▸ What you should do: Set out every line of the material below as a Markdown table with two columns, Row and Line, giving each line its own numbered row. Skip any blank lines.

Object point labels:
━━━━━━━━━━━━━━━━━━━━━━━━━━━━━━

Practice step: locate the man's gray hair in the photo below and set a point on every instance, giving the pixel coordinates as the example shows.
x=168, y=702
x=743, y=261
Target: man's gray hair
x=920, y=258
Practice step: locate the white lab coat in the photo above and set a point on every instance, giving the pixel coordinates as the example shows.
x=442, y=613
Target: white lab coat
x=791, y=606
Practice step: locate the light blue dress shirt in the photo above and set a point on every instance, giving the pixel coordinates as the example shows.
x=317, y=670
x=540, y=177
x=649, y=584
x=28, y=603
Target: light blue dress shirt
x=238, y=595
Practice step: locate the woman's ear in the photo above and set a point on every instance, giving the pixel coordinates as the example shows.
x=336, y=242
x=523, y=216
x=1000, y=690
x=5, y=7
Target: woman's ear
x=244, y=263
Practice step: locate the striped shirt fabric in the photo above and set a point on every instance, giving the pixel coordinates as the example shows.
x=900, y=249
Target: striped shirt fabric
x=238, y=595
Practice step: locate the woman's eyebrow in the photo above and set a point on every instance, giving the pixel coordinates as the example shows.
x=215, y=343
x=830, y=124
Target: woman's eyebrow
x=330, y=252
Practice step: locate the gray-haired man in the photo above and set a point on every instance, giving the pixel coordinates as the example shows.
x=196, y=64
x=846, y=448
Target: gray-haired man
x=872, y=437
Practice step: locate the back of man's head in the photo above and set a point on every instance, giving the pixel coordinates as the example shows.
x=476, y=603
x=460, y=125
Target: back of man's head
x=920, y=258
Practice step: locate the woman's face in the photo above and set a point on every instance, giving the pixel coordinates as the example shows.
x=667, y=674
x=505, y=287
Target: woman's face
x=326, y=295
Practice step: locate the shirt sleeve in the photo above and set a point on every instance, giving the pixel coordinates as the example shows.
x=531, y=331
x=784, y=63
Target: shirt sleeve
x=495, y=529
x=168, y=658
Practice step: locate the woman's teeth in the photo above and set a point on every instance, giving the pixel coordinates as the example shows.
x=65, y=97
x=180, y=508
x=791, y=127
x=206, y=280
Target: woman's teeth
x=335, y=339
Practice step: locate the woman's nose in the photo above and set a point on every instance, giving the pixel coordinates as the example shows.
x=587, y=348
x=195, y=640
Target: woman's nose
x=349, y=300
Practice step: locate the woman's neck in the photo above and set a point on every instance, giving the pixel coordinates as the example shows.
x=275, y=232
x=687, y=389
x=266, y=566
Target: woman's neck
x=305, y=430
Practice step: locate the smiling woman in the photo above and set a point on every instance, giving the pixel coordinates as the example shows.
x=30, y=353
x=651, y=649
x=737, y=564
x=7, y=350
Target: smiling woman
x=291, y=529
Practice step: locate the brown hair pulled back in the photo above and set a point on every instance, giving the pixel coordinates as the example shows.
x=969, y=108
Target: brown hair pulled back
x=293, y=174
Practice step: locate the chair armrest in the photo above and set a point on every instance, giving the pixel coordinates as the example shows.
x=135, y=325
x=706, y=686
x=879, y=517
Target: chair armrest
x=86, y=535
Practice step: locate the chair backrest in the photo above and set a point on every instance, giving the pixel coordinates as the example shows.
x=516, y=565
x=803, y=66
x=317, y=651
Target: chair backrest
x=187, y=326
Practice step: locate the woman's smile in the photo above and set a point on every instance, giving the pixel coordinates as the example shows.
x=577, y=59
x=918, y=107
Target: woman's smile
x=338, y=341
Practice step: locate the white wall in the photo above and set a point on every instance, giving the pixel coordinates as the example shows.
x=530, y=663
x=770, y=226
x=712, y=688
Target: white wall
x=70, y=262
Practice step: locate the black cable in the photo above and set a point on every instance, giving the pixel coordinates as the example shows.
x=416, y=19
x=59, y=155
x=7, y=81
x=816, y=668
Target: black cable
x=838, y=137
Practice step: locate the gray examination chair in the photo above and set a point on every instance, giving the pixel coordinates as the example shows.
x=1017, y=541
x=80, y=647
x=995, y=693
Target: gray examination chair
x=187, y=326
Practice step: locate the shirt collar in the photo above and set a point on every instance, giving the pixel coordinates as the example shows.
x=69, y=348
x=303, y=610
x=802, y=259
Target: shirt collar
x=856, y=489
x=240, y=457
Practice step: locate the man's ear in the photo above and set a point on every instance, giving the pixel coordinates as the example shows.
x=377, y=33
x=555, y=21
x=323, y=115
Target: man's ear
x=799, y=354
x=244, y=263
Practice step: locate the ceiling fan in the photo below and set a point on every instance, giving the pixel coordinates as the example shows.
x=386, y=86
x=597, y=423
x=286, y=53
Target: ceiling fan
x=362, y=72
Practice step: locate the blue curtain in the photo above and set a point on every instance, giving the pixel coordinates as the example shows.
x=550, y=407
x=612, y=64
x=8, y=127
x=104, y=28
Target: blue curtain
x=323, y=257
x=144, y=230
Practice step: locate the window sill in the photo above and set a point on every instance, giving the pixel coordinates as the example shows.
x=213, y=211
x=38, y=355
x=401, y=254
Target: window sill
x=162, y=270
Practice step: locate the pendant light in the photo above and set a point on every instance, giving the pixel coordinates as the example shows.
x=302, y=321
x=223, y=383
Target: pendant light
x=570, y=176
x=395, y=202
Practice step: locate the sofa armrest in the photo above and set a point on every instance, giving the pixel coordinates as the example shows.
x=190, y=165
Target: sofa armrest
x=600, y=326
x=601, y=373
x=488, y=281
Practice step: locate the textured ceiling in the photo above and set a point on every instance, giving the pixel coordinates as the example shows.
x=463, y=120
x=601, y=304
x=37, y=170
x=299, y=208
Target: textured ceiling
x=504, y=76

━━━━━━━━━━━━━━━━━━━━━━━━━━━━━━

▸ Worked solution:
| Row | Line |
|---|---|
| 1 | Practice step: locate the man's gray hair in the photo below and set a point on every instance, giving the pixel coordinates as the example shows. |
| 2 | x=168, y=702 |
| 3 | x=743, y=261 |
| 4 | Target: man's gray hair |
| 5 | x=920, y=258 |
| 6 | Practice step: locate the white lab coat in the photo above and set a point on every instance, giving the pixel coordinates as the example shows. |
| 7 | x=442, y=613 |
| 8 | Target: white lab coat |
| 9 | x=791, y=606 |
| 10 | Practice step: locate the light blue dress shirt in the photo above and set a point on every instance, giving the pixel coordinates as the example shows. |
| 11 | x=317, y=670 |
| 12 | x=540, y=177 |
| 13 | x=649, y=584 |
| 14 | x=28, y=603 |
| 15 | Target: light blue dress shirt |
| 16 | x=238, y=595 |
| 17 | Practice step: locate the woman's ear in the photo above and set a point on every instance, giving the pixel coordinates as the example shows. |
| 18 | x=336, y=242 |
| 19 | x=523, y=216 |
| 20 | x=1000, y=690 |
| 21 | x=5, y=7 |
| 22 | Target: woman's ear |
| 23 | x=244, y=263 |
| 24 | Practice step: locate the striped shirt fabric in the photo above and set a point on every instance, giving the pixel coordinates as the example shows. |
| 25 | x=900, y=249 |
| 26 | Target: striped shirt fabric |
| 27 | x=238, y=595 |
| 28 | Practice step: locate the woman's eyebrow in the photo above and set a point on every instance, giving the pixel coordinates as the example shows. |
| 29 | x=215, y=343 |
| 30 | x=830, y=124 |
| 31 | Target: woman's eyebrow |
| 32 | x=330, y=252 |
| 33 | Practice step: locate the gray-haired man in the photo above and set a point on every instance, giving the pixel coordinates as the example shows. |
| 34 | x=196, y=64 |
| 35 | x=846, y=448 |
| 36 | Target: gray-haired man |
| 37 | x=872, y=437 |
| 38 | Practice step: locate the back of man's head in the photo above and set a point on every instance, giving the pixel coordinates as the example shows. |
| 39 | x=476, y=603 |
| 40 | x=460, y=125 |
| 41 | Target: back of man's head |
| 42 | x=920, y=258 |
| 43 | Practice step: locate the woman's face in the photo above and set a point on every instance, giving the pixel coordinates as the example shows. |
| 44 | x=667, y=674 |
| 45 | x=505, y=287 |
| 46 | Target: woman's face |
| 47 | x=326, y=295 |
| 48 | Practice step: locate the shirt sleeve in the photo above and set a point on every instance, giving the pixel coordinates as the example shows. |
| 49 | x=531, y=331 |
| 50 | x=784, y=63 |
| 51 | Target: shirt sleeve |
| 52 | x=495, y=529 |
| 53 | x=168, y=658 |
| 54 | Practice step: locate the woman's teeth in the photo above and set a point on every instance, giving the pixel coordinates as the example shows. |
| 55 | x=65, y=97 |
| 56 | x=180, y=508 |
| 57 | x=791, y=127 |
| 58 | x=206, y=280 |
| 59 | Target: woman's teeth |
| 60 | x=335, y=339 |
| 61 | Practice step: locate the woman's nose in the photo above and set a point on every instance, giving the pixel coordinates as the example shows. |
| 62 | x=587, y=348 |
| 63 | x=195, y=640 |
| 64 | Target: woman's nose |
| 65 | x=349, y=300 |
| 66 | Practice step: locate the woman's neck in the photo above and set a point on every instance, giving the pixel coordinates as the example shows. |
| 67 | x=275, y=232 |
| 68 | x=687, y=389 |
| 69 | x=266, y=566 |
| 70 | Target: woman's neck |
| 71 | x=305, y=430 |
| 72 | Practice step: locate the smiling woman in the photo above and set a point on every instance, giving the pixel coordinates as the example shows. |
| 73 | x=30, y=353 |
| 74 | x=651, y=649 |
| 75 | x=737, y=564 |
| 76 | x=7, y=350 |
| 77 | Target: smiling woman |
| 78 | x=291, y=529 |
| 79 | Practice step: locate the brown hair pulled back in the photo above and set a point on every instance, giving the pixel coordinates as the example shows. |
| 80 | x=969, y=108 |
| 81 | Target: brown hair pulled back |
| 82 | x=293, y=174 |
| 83 | Practice step: locate the chair armrest in the photo above and set a point on every instance, giving the pixel coordinates as the example shows. |
| 84 | x=135, y=325 |
| 85 | x=706, y=686 |
| 86 | x=879, y=517 |
| 87 | Target: chair armrest |
| 88 | x=86, y=535 |
| 89 | Practice step: locate the chair backrest in the photo above and set a point on every instance, giving the pixel coordinates as the example shows. |
| 90 | x=516, y=565 |
| 91 | x=803, y=66 |
| 92 | x=317, y=651 |
| 93 | Target: chair backrest |
| 94 | x=187, y=326 |
| 95 | Practice step: locate the woman's smile in the photo above and set a point on every instance, giving the pixel coordinates as the example shows. |
| 96 | x=577, y=59 |
| 97 | x=918, y=107 |
| 98 | Target: woman's smile |
| 99 | x=338, y=341 |
| 100 | Practice step: locate the white wall in the photo above and set a point on every instance, giving the pixel coordinates as the example shows. |
| 101 | x=530, y=663 |
| 102 | x=770, y=226 |
| 103 | x=712, y=688 |
| 104 | Target: white wall |
| 105 | x=70, y=262 |
| 106 | Practice step: locate the black cable in the photo above and set a point on every instance, giving the pixel coordinates as the example shows. |
| 107 | x=416, y=19 |
| 108 | x=59, y=155 |
| 109 | x=7, y=81 |
| 110 | x=816, y=668 |
| 111 | Target: black cable |
| 112 | x=838, y=137 |
| 113 | Practice step: locate the gray examination chair in the photo above and set a point on every instance, giving the pixel coordinates as the example shows. |
| 114 | x=1017, y=541 |
| 115 | x=80, y=647 |
| 116 | x=995, y=693 |
| 117 | Target: gray examination chair |
| 118 | x=187, y=326 |
| 119 | Practice step: locate the shirt collar in the photo above and set a point on every instance, giving the pixel coordinates as the example shows. |
| 120 | x=69, y=348 |
| 121 | x=303, y=610 |
| 122 | x=802, y=259 |
| 123 | Target: shirt collar |
| 124 | x=856, y=489 |
| 125 | x=240, y=457 |
| 126 | Practice step: locate the man's ear in the photo above and set a point on every instance, giving the pixel coordinates as the example shows. |
| 127 | x=377, y=33 |
| 128 | x=555, y=21 |
| 129 | x=323, y=115 |
| 130 | Target: man's ear |
| 131 | x=799, y=354 |
| 132 | x=244, y=263 |
| 133 | Practice step: locate the ceiling fan in the photo below and set a point on every instance, giving the pixel coordinates as the example shows. |
| 134 | x=386, y=86 |
| 135 | x=597, y=423 |
| 136 | x=286, y=53 |
| 137 | Target: ceiling fan |
| 138 | x=362, y=72 |
| 139 | Practice step: locate the blue curtain in the photo above and set a point on every instance, giving the pixel coordinates as the example shows. |
| 140 | x=550, y=407 |
| 141 | x=612, y=64 |
| 142 | x=8, y=127 |
| 143 | x=104, y=28 |
| 144 | Target: blue curtain |
| 145 | x=323, y=257 |
| 146 | x=144, y=230 |
| 147 | Practice step: locate the window sill in the photo above and set a point on every instance, giving the pixel coordinates as the example shows. |
| 148 | x=213, y=211 |
| 149 | x=38, y=355 |
| 150 | x=401, y=254 |
| 151 | Target: window sill |
| 152 | x=162, y=270 |
| 153 | Practice step: locate the pendant light in the photo above and set a point on every instance, giving the pixel coordinates as the example shows. |
| 154 | x=302, y=321 |
| 155 | x=223, y=383 |
| 156 | Target: pendant light |
| 157 | x=570, y=176 |
| 158 | x=395, y=202 |
| 159 | Practice step: locate the sofa armrest in the photo above and set a point on every instance, giving the pixel coordinates as the example shows. |
| 160 | x=190, y=165 |
| 161 | Target: sofa armrest |
| 162 | x=600, y=326 |
| 163 | x=601, y=373 |
| 164 | x=488, y=281 |
| 165 | Practice step: locate the textured ceiling in the photo above and set a point on every instance, giving the pixel coordinates as the example shows. |
| 166 | x=463, y=120 |
| 167 | x=601, y=304 |
| 168 | x=37, y=170 |
| 169 | x=299, y=208 |
| 170 | Target: textured ceiling |
| 171 | x=504, y=76 |